*Your task*:
Convert the records below into a Markdown table with the columns "Row" and "Line", starting at the line containing "Provide the location of each instance of the podium" and running through the end of the records, with both ends included. Leave out any blank lines.

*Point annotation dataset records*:
++++++++
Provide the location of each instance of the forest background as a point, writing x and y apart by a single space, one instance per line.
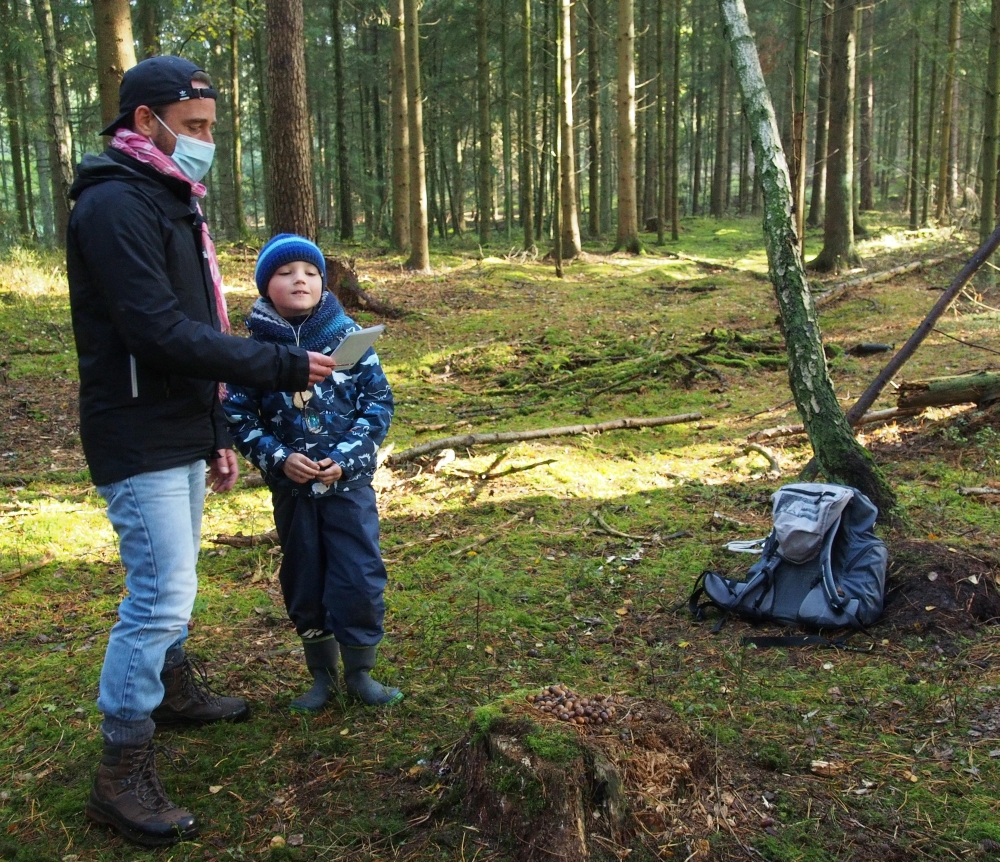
534 134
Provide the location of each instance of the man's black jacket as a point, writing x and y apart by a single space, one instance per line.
147 330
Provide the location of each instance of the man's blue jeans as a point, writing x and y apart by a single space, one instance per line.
157 517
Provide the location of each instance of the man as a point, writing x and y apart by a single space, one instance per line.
148 318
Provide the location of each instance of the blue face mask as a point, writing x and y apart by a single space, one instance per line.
192 156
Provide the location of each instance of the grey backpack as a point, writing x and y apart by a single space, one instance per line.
822 566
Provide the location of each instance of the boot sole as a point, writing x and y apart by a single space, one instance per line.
176 720
137 836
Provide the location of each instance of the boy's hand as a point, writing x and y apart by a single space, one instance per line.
320 367
330 471
299 468
223 471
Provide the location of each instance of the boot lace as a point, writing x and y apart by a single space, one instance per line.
148 789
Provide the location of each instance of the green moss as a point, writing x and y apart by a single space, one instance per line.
554 746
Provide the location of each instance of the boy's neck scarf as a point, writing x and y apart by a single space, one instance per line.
327 321
142 149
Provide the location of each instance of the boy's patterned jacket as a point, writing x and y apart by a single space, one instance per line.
345 417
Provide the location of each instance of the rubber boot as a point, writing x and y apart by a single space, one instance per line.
128 796
322 657
358 663
189 699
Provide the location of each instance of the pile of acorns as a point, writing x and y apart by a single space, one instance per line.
566 705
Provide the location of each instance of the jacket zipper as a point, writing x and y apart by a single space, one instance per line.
135 376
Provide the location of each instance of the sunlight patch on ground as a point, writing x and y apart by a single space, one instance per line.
30 272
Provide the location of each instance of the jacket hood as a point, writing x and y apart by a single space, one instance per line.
111 165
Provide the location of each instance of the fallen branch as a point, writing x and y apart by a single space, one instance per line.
839 289
774 466
611 531
14 574
469 440
482 540
868 419
260 540
980 389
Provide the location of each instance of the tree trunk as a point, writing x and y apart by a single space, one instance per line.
840 456
32 92
593 124
219 209
399 112
60 142
717 202
557 188
419 249
800 79
290 185
991 131
508 167
567 165
483 184
258 42
236 121
866 109
675 124
943 202
149 27
838 227
628 217
527 135
931 115
818 200
25 154
378 144
115 51
915 133
699 98
661 130
13 121
340 126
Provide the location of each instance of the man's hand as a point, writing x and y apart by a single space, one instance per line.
299 468
223 471
329 471
320 367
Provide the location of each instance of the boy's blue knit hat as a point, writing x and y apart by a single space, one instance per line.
282 249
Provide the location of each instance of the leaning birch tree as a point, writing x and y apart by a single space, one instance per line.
841 458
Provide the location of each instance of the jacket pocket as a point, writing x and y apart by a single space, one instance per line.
134 376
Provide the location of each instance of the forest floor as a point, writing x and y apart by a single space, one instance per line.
566 560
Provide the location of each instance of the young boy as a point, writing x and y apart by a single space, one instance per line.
316 450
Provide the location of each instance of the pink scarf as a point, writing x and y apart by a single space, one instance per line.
144 150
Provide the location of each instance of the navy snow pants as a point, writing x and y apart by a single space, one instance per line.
332 575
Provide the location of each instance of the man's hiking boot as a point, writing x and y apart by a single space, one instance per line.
322 657
189 699
358 663
128 796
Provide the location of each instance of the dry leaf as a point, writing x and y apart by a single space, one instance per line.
828 769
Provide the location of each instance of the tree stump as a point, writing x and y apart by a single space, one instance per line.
538 788
342 281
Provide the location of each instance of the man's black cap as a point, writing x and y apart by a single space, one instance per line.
157 81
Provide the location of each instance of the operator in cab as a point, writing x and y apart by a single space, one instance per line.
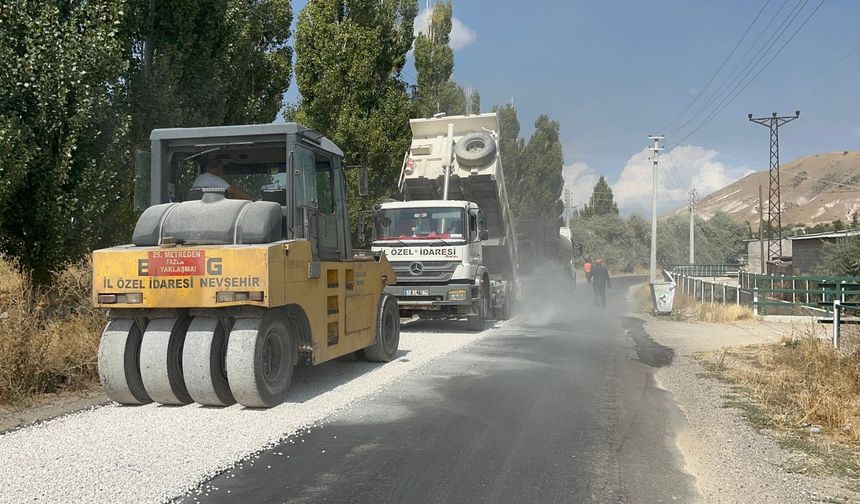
212 177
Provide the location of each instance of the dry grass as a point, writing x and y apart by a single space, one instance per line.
687 309
799 387
48 337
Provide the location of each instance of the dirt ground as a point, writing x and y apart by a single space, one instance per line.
48 406
731 460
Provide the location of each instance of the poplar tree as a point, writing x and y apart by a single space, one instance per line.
540 182
434 65
601 201
349 58
63 130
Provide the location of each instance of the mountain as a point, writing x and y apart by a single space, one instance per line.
815 189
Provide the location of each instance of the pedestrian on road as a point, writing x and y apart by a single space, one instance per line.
587 268
600 282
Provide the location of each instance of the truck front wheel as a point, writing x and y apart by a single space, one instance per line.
481 307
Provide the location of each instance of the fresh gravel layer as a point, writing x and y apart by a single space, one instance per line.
155 453
732 462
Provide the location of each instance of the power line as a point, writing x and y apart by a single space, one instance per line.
729 78
739 92
722 65
747 69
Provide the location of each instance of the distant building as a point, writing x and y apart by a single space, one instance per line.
807 250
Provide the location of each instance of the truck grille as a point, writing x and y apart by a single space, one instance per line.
427 271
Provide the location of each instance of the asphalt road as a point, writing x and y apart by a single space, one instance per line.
560 406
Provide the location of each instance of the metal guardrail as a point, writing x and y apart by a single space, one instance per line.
706 270
827 297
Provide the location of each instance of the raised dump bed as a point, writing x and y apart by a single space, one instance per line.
472 154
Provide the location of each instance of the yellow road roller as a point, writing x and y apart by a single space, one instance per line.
241 266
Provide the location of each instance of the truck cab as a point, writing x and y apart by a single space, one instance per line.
452 240
435 248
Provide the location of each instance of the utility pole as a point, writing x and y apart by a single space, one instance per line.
655 149
761 231
774 217
567 207
694 197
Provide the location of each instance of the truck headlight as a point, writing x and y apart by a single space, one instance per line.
457 295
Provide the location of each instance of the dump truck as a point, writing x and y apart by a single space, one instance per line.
227 285
452 240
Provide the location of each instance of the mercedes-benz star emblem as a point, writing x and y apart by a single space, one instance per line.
416 269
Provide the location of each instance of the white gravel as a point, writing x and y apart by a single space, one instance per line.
155 453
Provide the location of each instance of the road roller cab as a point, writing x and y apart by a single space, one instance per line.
241 266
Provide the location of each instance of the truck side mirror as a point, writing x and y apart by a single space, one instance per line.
142 173
362 181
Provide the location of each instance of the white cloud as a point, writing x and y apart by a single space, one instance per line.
461 35
579 178
682 168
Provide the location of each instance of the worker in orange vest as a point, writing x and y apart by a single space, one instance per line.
587 269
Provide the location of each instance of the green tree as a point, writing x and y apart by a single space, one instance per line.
511 146
63 130
207 62
474 102
349 58
538 182
601 201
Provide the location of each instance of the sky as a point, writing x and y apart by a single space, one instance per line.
612 72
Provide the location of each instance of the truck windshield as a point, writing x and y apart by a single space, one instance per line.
420 224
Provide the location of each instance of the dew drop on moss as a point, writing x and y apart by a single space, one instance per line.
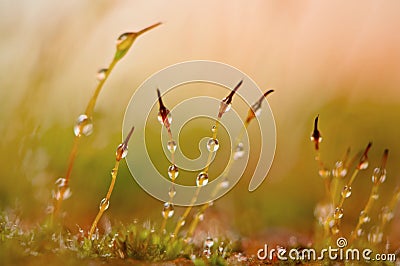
83 126
104 204
202 179
212 145
168 210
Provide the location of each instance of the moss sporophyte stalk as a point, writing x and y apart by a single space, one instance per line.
84 123
331 213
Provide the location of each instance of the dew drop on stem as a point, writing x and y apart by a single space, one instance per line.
338 214
173 172
83 126
172 192
202 179
101 74
104 204
171 145
346 192
212 145
168 210
239 151
209 242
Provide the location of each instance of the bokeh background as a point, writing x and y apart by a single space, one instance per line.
337 59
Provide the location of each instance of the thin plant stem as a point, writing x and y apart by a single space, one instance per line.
122 47
224 106
256 107
198 189
122 151
337 214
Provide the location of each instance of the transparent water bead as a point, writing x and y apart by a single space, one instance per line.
364 218
173 172
67 194
168 210
171 145
239 151
223 108
375 196
387 214
101 74
209 242
202 179
104 204
224 183
375 236
61 182
122 151
339 170
212 145
324 172
363 164
338 214
379 176
335 230
346 192
201 217
165 119
83 126
172 191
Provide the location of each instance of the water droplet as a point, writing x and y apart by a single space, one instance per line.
223 108
363 165
224 183
379 176
171 146
168 210
221 248
104 204
172 191
202 179
207 253
212 145
101 74
338 214
322 211
167 120
324 172
375 236
122 151
335 230
346 192
387 215
239 151
61 182
201 217
209 242
67 194
339 170
113 171
173 172
123 37
364 218
83 126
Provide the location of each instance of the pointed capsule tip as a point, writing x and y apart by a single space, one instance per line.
149 28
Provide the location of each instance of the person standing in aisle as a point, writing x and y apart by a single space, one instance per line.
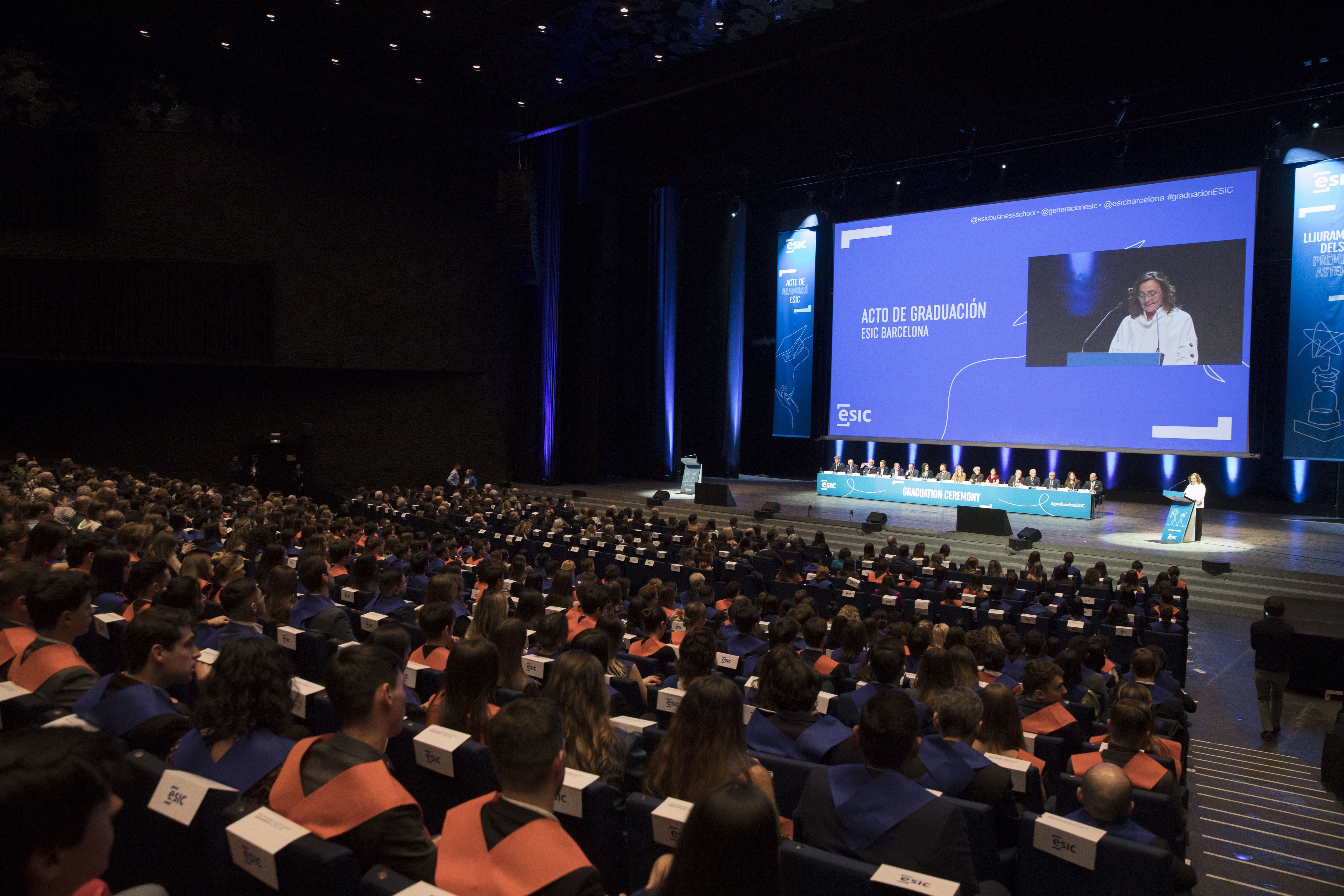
1272 640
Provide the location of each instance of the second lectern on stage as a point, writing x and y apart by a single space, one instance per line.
1181 519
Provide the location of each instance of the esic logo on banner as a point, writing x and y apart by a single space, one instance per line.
853 416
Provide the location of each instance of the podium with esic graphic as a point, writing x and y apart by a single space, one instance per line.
1181 519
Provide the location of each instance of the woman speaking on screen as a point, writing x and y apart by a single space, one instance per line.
1155 324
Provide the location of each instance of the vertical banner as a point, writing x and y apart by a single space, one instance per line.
794 331
1312 425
++++++++
*The completed task*:
| Row | Line |
|---|---|
| 1 | Provide the location of each instance of the podium with esic graphic as a point, writing x and y apart by a single space, one instance per line. |
| 2 | 1181 519 |
| 3 | Provide the location of each instance of the woman speaking on screen as a point, writing x and y apart by a single space, one instance per line. |
| 4 | 1155 324 |
| 5 | Provide the location of each instance of the vertical banner as a point, writing x and y apart by a single space, one instance per line. |
| 6 | 794 331 |
| 7 | 1312 425 |